◆ Passage to read ◆

►

Friday, December 9, 2022

Law and order: Organized Crime: "Last Christmas" (Wolf Entertainment, Universal, NBC-TV, aired December. 8, 2022)


by Mark Gabrish Conlan • Copyright © 2022 by Mark Gabrish Conlan • All rights reserved

tAfter this mind-bogglingly complicated SVU episode the Law and Order: Organized Crime episode, “Last Christmas,” was refreshingly straightforward by comparison. It dealt with the attempt of mega-billionarie Robert Silas (John Donner), who in previous episodes has hired killers to take out everyone from an old Black man whose house was in the way of his big casino development in Manhattan to his own daughter-ini-law out of fear she’d lay claim to half his fortune. Only this time he’s been diagnosed with a brain tumor and wants to make amends before he croaks, so he summons the Organized Crime Control Bureau and its leaders, Sergeant Ayanna Bell (Danielle Moné Truitt), an attractive African-American woman whose character is a Lesbian going through a bitter, traumatic breakup with her wife, and Detective Elliott Stabler (Christopher Meloni), to a supposedly secret location in a Manhattan building that’s just out of cell phone range. He’s doing this to make what’s called a “proffer” – a preview of testimony he’ll be willing to give later under oath but which can’t be used against him – only his supposedly secret location has been compromised by his own attorney, a woman who gave him up to enforcers from the Mafia crime family he’s offering to rat out because the hit people threatened to slaughter her family. (Of course, we don’t learn this until the very end of the program.)

◄

◆ Material provided ◆
►

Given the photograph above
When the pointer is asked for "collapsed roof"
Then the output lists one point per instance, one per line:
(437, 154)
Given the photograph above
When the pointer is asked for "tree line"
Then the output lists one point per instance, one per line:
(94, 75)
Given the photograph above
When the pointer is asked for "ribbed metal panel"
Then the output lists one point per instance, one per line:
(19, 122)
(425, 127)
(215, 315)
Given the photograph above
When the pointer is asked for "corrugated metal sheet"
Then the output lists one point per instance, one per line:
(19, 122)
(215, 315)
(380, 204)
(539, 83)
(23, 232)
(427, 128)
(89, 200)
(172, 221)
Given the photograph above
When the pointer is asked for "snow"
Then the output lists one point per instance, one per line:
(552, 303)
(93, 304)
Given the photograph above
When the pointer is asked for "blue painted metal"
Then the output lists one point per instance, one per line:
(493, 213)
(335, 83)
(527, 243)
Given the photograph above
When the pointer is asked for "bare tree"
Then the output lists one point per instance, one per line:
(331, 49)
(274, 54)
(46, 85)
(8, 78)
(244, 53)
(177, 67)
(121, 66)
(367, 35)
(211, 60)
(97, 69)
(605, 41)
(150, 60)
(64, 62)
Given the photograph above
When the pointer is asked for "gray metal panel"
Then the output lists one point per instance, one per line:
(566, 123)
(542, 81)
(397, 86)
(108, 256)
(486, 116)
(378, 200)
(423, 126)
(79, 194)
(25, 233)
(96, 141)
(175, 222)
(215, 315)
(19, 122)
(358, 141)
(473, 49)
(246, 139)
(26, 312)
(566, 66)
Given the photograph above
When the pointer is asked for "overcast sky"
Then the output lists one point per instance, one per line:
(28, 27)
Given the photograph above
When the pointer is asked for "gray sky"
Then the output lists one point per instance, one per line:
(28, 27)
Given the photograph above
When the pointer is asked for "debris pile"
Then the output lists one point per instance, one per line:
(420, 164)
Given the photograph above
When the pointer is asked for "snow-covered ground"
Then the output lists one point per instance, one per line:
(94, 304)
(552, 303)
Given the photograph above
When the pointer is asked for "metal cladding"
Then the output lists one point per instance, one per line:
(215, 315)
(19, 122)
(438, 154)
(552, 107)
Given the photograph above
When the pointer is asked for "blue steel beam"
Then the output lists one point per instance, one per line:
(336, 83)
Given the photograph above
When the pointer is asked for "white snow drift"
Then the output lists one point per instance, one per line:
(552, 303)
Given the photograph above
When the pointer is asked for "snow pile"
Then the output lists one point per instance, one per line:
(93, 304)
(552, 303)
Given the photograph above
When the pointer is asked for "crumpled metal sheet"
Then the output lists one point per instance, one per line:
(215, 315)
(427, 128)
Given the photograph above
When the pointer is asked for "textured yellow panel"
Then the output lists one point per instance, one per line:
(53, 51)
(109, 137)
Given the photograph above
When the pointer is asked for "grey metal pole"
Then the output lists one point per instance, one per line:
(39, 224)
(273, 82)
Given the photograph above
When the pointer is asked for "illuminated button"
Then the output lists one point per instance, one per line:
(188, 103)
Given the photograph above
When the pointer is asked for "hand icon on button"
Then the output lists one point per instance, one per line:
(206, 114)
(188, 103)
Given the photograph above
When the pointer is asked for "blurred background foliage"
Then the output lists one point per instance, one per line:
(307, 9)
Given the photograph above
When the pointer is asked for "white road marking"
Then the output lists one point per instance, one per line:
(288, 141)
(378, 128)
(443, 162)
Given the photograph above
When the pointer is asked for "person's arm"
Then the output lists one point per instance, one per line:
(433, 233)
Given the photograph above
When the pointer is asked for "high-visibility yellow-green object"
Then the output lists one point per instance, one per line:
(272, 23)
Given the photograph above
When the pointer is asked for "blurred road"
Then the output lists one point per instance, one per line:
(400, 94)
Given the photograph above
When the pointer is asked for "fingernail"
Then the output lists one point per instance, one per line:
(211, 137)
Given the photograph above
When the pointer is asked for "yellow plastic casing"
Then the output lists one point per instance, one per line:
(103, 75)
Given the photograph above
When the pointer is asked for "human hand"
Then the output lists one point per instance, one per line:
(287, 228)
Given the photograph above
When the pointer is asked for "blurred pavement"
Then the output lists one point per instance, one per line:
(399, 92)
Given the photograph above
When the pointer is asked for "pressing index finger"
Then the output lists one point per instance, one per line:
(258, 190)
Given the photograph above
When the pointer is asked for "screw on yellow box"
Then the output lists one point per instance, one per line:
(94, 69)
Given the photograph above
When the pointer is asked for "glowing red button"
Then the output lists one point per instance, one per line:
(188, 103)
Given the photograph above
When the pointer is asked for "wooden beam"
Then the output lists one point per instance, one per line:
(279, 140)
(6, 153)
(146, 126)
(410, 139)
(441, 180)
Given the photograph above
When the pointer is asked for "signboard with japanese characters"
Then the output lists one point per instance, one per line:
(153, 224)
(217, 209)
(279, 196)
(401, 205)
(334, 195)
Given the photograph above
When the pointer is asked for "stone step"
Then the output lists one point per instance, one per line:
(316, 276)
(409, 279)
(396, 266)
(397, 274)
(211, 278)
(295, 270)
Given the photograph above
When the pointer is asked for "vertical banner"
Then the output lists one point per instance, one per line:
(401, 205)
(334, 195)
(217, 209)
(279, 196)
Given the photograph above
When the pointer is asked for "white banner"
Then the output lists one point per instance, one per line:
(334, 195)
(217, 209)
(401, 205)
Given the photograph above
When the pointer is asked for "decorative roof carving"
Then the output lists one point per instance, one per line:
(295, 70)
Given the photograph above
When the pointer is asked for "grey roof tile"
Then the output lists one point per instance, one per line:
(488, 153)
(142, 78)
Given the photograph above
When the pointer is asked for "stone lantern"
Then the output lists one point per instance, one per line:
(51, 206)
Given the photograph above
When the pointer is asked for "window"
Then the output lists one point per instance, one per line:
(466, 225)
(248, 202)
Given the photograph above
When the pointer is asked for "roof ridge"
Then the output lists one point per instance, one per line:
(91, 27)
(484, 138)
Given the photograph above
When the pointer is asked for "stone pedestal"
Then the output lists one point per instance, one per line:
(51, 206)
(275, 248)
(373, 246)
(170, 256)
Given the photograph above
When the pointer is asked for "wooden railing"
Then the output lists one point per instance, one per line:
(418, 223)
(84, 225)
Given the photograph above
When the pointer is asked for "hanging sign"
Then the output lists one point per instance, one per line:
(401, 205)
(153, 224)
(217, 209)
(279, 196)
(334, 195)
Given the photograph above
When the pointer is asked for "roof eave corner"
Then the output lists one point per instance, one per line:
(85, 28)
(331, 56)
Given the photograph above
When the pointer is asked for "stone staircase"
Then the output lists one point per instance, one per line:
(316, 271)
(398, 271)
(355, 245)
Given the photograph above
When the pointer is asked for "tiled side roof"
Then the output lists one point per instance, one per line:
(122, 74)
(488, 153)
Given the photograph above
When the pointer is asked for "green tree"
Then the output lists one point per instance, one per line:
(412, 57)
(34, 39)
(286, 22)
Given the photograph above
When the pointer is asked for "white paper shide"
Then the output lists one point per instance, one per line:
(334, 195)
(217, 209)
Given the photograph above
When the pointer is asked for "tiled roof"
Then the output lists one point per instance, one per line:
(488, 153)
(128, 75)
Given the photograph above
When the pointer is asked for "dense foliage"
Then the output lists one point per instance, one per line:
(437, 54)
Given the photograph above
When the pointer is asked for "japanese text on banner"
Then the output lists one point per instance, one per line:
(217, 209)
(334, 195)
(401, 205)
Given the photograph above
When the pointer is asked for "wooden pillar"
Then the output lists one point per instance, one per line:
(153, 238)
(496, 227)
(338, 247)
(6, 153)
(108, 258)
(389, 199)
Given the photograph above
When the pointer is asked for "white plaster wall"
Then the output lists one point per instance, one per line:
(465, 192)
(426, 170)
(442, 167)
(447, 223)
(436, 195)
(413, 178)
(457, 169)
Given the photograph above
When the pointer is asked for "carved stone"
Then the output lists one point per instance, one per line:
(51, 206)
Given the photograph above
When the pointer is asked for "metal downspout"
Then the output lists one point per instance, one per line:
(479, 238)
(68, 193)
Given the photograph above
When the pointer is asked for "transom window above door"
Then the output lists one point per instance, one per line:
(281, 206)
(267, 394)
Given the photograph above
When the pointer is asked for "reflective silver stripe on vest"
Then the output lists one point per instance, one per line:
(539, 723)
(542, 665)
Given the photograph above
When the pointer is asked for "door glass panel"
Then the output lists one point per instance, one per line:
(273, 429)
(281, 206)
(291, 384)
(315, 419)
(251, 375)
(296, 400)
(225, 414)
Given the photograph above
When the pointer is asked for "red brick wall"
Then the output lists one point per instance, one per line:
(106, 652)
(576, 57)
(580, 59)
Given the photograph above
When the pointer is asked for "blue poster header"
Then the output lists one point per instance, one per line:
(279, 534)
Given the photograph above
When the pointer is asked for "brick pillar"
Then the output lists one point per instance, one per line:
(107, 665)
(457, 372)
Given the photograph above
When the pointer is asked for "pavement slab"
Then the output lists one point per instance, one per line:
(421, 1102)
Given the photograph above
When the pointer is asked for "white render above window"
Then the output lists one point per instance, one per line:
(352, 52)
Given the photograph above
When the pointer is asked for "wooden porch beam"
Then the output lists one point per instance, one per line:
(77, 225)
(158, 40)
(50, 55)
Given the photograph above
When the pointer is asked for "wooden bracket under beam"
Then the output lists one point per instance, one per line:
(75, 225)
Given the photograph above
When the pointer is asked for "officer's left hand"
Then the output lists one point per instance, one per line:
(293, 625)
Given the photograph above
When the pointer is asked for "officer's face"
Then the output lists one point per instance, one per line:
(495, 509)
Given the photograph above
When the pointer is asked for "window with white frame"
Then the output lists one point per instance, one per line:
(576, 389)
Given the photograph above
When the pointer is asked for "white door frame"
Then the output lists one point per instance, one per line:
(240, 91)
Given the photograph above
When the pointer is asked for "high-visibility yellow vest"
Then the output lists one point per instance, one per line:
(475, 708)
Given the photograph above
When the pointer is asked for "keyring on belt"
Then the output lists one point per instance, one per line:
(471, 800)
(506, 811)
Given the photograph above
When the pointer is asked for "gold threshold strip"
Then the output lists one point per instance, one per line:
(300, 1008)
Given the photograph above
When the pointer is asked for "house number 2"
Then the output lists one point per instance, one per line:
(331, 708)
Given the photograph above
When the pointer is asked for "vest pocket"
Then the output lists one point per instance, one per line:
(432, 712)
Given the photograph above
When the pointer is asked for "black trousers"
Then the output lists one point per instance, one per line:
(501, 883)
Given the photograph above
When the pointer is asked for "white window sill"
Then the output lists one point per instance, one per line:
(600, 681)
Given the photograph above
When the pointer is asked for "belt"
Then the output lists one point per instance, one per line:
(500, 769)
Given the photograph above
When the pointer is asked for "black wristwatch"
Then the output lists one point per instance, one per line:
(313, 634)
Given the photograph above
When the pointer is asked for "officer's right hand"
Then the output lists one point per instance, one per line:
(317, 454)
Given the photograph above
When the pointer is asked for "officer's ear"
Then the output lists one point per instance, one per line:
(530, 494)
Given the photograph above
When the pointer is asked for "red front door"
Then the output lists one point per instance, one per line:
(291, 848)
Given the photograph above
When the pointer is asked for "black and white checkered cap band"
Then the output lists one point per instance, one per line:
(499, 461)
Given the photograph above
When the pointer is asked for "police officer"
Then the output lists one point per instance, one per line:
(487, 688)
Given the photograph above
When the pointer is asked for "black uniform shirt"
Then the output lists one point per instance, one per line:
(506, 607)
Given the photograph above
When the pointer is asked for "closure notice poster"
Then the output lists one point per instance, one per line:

◄

◆ Questions to answer ◆
a – In the episode review, what has Robert Silas been diagnosed with?
b – Please carry the episode review forward from its last sentence.
You won't need the lines for anything here.

◆ Outputs by task ◆
a – A brain tumor.

b –
tWhat follows is essentially an hour-long suspense sequence in which a hit person posing as the assistant district attorney who’s supposed to debrief Silas shows up a few minutes before the real ADA, and the Organized Crime Control officers on duty outside realize what’s happened when the real ADA shows up. There’s a long ambush sequence and several gun battles before Stabler’s quick thinking pays off: told by another officer that he’s just got a new cell phone, Stabler grabs it from him and throws it off the top of the building. He does this because as a new phone, it automatically sends a signal to 911 as soon as it’s destroyed (do real modern-day cell phones do this?). So the police respond to the 911 signal like the Seventh Cavalry in a John Ford Western and save the day for the monumentally corrupt super-tycoon and the evidence he was about to give against the Mob. All this was taking place against the backdrop of the imminent dissolution of the Organized Crime Control Bureau, which when it was mentioned in previous episodes I suspected had been instigated by Robert Silas himself by using his immense political leverage to sink the investigations once and for all before they got to him.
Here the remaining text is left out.